[A run of records]
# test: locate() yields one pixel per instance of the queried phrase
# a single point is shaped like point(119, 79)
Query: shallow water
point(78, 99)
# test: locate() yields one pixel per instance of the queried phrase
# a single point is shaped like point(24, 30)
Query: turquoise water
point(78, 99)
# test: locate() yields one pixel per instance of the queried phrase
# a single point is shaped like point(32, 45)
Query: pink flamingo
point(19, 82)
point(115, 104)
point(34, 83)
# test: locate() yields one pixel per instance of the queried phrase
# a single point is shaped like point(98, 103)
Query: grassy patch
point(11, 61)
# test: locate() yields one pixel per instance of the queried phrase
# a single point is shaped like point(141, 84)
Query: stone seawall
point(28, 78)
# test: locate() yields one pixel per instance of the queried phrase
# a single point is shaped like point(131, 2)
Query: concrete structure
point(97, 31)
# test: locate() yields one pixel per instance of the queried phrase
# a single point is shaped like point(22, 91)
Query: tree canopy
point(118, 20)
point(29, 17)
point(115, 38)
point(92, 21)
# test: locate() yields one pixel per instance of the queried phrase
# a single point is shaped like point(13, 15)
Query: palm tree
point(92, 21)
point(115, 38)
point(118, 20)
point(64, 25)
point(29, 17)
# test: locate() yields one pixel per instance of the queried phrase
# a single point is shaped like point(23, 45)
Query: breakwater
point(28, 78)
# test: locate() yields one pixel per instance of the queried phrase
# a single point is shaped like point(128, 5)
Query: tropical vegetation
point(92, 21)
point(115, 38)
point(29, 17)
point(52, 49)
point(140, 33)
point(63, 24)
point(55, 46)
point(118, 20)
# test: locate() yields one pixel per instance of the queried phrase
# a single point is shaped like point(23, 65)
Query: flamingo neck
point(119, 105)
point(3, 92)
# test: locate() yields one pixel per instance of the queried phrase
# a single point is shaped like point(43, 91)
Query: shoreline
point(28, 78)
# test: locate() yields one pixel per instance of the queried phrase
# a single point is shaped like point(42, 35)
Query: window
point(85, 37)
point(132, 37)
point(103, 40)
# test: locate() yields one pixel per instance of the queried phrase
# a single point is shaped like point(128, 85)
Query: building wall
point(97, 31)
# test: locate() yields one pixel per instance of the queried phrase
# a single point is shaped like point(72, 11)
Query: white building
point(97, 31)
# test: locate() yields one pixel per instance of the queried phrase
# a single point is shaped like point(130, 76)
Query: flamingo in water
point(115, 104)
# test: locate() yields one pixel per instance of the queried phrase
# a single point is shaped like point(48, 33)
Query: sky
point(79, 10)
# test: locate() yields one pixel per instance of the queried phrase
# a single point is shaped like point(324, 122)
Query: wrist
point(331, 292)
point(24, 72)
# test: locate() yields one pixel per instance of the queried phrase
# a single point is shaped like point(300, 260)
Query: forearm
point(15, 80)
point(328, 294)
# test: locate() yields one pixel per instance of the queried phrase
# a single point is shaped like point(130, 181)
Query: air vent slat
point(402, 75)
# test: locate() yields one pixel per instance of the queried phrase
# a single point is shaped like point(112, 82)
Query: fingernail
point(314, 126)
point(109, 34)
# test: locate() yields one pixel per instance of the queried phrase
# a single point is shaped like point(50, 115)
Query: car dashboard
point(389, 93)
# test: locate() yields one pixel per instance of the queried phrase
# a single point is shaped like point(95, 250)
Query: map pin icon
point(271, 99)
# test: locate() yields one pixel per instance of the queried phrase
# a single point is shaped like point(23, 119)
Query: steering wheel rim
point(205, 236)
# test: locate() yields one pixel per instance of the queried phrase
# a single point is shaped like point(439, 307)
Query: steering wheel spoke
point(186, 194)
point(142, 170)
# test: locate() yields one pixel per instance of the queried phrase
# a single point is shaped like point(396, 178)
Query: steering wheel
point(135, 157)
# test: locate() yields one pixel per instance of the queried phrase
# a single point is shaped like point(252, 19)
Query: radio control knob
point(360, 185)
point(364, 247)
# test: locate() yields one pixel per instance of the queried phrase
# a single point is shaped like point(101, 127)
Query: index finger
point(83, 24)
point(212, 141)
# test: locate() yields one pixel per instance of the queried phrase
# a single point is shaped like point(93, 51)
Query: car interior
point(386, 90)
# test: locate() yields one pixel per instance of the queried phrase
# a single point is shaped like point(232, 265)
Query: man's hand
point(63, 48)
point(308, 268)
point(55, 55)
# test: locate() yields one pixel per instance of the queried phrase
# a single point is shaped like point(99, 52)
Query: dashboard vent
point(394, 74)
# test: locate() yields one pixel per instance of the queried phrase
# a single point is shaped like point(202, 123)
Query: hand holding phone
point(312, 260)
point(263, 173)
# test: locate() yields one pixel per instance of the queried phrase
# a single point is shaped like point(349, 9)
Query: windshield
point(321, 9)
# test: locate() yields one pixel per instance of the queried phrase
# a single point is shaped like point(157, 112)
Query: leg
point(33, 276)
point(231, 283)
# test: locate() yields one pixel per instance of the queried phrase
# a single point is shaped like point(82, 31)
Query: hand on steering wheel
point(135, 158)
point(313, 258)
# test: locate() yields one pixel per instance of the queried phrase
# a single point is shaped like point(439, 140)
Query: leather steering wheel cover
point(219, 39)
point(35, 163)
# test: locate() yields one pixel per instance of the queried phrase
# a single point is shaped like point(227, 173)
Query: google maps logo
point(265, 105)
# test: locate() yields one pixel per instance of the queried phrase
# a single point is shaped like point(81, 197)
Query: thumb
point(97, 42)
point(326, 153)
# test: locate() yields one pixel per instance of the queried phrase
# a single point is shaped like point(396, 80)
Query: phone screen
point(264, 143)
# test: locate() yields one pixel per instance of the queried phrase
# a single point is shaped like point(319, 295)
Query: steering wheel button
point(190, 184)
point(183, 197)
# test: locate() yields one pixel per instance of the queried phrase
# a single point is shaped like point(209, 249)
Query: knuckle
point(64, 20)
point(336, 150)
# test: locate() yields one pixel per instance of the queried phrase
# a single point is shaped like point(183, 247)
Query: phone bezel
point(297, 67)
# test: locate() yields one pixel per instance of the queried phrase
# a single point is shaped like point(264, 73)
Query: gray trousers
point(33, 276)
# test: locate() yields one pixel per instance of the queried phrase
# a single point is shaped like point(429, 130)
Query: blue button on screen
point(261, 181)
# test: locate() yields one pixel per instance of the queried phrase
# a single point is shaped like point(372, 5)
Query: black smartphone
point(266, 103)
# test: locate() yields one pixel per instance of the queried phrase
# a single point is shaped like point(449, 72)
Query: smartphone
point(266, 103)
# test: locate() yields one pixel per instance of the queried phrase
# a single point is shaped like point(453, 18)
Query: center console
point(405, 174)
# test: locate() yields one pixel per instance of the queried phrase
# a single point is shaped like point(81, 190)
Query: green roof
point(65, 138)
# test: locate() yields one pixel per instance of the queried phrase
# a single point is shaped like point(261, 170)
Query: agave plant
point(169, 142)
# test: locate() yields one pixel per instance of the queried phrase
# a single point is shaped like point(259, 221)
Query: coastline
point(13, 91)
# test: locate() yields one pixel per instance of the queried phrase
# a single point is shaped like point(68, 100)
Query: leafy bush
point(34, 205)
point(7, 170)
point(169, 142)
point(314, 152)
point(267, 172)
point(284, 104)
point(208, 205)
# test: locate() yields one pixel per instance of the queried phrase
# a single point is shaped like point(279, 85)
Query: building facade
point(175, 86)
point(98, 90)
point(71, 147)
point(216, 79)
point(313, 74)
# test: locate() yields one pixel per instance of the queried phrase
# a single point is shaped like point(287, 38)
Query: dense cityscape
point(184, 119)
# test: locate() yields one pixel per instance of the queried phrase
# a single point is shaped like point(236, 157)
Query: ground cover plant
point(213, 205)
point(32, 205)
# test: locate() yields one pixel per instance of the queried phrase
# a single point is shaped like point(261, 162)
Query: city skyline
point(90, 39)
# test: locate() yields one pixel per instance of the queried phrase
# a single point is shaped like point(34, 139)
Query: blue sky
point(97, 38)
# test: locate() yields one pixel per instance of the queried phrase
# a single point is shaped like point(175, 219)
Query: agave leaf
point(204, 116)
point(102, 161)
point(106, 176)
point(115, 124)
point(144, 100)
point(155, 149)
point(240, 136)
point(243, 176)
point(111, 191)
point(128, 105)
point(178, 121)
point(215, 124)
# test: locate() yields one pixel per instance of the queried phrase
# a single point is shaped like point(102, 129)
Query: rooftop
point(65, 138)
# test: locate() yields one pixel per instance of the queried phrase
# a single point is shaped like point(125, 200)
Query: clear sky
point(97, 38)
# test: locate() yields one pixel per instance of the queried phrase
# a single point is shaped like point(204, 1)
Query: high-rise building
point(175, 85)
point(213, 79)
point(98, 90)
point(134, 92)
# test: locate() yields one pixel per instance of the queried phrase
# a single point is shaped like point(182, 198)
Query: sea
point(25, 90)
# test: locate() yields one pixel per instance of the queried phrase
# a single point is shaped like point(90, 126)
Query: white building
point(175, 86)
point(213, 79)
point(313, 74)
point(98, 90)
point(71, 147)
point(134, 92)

(Problem to solve):
Gather each line in the rows above that contains the string "dashboard", with case counting in the match.

(Task output):
Query: car dashboard
Query: dashboard vent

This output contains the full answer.